--- SOURCE DATA ---

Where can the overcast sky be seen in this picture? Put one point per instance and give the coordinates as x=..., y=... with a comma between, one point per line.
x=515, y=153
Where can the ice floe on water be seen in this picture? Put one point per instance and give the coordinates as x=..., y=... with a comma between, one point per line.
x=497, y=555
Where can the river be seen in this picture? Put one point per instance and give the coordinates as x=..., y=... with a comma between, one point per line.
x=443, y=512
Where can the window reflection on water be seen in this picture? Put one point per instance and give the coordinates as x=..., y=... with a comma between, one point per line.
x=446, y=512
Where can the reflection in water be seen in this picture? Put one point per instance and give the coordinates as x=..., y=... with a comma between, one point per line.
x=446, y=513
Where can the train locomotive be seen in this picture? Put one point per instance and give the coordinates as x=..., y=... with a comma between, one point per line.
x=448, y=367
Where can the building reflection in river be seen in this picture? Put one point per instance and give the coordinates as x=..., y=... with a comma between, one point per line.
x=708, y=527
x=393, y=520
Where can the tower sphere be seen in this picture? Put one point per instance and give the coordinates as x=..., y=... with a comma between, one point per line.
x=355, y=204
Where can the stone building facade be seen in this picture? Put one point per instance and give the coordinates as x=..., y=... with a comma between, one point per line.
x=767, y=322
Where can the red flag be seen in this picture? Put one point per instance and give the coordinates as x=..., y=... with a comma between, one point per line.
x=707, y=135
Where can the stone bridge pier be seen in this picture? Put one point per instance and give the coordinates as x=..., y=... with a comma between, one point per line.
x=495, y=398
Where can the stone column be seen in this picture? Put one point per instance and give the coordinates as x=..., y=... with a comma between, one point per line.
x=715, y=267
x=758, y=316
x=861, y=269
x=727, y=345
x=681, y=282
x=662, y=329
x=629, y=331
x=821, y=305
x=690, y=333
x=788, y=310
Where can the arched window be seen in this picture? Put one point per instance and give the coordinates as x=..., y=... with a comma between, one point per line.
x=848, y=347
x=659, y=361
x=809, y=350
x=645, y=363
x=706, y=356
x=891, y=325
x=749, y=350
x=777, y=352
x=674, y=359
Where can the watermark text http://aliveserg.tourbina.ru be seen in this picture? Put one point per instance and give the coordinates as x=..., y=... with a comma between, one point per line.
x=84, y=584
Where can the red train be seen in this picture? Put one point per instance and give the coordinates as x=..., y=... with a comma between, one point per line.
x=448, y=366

---

For the span from the line containing "Where can the watermark" through the last line of the entries above, transcribe each line exactly and leave out everything else.

Where can the watermark text http://aliveserg.tourbina.ru be seen in this picture? Put one point per instance and give the coordinates as x=..., y=... with a comma between, one point per line.
x=84, y=584
Where can the red train be seen in this picture? Put one point per instance and give the coordinates as x=..., y=... with a comma between, one point per line.
x=448, y=366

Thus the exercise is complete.